* **Excerpted data**

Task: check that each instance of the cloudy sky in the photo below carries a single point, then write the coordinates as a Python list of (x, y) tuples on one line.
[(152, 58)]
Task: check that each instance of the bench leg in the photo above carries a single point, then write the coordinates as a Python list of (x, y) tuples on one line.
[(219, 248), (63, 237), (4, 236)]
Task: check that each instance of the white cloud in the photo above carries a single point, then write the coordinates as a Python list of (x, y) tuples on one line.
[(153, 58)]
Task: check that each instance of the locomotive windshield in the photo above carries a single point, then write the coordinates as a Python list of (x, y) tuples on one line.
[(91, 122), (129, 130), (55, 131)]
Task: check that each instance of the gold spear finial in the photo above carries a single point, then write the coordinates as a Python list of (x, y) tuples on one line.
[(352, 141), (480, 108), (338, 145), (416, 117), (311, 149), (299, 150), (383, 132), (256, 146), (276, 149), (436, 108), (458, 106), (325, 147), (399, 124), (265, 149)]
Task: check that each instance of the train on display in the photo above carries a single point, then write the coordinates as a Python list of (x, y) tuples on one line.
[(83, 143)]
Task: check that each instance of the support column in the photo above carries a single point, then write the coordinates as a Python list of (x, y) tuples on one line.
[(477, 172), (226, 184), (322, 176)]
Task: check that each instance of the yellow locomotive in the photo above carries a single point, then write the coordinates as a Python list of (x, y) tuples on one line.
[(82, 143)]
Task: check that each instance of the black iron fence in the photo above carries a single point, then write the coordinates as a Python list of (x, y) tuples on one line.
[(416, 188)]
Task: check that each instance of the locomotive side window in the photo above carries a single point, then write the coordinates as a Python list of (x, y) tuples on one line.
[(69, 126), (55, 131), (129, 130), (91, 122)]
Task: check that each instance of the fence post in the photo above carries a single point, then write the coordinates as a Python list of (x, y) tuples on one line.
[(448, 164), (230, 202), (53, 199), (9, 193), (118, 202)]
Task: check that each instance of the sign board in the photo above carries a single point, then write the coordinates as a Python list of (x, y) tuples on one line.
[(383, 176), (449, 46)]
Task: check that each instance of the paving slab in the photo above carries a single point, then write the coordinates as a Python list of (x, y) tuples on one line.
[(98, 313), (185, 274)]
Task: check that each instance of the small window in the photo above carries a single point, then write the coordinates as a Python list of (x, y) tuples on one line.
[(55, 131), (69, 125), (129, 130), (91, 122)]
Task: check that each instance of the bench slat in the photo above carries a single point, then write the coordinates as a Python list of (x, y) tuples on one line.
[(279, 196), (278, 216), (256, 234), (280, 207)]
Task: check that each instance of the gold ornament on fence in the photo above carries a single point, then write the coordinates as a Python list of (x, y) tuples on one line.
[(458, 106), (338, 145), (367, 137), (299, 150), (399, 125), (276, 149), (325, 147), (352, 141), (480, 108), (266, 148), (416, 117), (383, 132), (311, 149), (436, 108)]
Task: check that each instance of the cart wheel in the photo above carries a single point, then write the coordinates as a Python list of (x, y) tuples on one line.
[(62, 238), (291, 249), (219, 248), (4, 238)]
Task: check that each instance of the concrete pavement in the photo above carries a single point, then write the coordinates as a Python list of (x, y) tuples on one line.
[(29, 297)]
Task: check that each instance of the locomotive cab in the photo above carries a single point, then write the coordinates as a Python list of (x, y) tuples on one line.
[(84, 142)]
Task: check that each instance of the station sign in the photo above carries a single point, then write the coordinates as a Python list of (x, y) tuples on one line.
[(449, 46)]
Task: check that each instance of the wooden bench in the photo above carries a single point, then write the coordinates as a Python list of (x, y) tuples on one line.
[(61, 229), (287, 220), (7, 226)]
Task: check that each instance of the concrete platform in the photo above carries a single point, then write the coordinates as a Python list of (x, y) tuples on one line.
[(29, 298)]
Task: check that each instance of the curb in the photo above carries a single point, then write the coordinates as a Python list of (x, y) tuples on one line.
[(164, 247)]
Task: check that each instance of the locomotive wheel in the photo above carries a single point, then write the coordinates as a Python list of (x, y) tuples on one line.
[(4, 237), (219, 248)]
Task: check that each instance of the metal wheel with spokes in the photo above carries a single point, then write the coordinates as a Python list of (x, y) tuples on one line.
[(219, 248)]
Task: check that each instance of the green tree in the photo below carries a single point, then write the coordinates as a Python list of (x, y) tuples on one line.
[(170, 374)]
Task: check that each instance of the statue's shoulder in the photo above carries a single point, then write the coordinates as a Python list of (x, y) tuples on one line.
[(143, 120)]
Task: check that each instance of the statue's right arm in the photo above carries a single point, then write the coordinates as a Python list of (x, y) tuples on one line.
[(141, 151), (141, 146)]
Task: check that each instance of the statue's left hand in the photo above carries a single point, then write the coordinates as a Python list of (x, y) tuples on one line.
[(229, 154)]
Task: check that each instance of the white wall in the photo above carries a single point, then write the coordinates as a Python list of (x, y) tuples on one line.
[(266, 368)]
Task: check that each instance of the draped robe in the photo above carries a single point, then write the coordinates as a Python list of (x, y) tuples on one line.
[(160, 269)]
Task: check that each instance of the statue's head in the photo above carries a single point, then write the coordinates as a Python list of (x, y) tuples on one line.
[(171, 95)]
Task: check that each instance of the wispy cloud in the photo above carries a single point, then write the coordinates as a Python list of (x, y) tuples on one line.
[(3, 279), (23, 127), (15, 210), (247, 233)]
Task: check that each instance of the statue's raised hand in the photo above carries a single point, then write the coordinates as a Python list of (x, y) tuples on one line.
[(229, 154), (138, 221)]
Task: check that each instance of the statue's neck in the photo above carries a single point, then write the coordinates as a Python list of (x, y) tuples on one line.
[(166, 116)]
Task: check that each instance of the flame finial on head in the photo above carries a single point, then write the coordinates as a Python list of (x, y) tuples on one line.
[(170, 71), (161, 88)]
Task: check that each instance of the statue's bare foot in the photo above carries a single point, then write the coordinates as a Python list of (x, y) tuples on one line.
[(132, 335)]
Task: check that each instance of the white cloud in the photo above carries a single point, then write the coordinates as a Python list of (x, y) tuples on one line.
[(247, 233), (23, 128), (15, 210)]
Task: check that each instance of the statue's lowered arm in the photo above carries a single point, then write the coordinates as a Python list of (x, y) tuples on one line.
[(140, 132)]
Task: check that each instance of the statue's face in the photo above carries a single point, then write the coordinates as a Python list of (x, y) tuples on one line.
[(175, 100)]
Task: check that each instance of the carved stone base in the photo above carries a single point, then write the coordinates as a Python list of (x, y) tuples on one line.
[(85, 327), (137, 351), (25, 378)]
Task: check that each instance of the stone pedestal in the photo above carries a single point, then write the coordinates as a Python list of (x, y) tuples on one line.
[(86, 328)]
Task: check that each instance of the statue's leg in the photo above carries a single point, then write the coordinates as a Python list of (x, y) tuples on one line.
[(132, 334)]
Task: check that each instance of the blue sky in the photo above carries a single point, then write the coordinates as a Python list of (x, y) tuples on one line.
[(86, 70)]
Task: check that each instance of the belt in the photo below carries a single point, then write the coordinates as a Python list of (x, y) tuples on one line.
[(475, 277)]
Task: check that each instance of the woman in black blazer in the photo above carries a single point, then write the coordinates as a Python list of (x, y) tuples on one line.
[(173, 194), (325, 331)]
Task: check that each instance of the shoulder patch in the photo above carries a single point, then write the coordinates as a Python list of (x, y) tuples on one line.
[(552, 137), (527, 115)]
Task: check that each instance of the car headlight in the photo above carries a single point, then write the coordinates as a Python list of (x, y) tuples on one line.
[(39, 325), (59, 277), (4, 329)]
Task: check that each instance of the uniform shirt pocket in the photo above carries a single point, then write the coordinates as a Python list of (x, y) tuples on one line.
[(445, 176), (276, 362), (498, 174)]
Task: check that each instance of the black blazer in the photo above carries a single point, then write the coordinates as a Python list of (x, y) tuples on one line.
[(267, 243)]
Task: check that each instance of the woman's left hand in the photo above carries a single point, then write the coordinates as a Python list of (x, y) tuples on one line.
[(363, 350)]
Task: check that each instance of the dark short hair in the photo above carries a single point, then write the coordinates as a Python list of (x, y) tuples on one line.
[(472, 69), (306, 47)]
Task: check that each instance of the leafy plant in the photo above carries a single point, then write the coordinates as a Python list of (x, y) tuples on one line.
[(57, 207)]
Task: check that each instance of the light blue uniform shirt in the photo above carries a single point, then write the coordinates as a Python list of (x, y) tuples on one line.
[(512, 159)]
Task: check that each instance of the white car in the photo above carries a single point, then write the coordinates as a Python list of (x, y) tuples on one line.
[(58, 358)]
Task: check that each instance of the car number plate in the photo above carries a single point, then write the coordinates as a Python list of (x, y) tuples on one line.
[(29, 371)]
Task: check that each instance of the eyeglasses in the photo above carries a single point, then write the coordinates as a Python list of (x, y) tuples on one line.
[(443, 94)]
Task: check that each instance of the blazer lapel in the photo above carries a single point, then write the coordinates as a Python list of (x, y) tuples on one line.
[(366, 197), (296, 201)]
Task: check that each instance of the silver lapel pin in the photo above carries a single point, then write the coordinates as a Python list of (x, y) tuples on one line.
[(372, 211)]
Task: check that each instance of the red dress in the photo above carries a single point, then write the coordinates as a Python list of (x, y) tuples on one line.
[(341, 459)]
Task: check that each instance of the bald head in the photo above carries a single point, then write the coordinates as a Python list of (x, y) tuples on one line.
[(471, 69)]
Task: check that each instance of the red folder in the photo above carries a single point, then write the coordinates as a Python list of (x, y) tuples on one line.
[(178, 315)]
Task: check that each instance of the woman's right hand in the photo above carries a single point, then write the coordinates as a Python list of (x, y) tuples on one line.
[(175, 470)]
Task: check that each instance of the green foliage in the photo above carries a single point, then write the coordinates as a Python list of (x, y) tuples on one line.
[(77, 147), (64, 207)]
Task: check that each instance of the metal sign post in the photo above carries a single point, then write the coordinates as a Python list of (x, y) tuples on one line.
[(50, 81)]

* **Short task**
Copy out the lines from the line with "Task: check that each instance of the concrete pavement" up to and including the line with "[(84, 142)]", substituting "engine cab" for "locomotive cab" and changing nothing else.

* **Answer below**
Task: check that each instance of the concrete pavement in the photo above carries a single point, then write the coordinates as a Python list of (x, y) tuples on one line.
[(29, 297)]
Task: check that each instance of the engine cab in the photo above carries a single point, then write the coordinates as a Python list of (x, y) tuples on one line.
[(84, 142)]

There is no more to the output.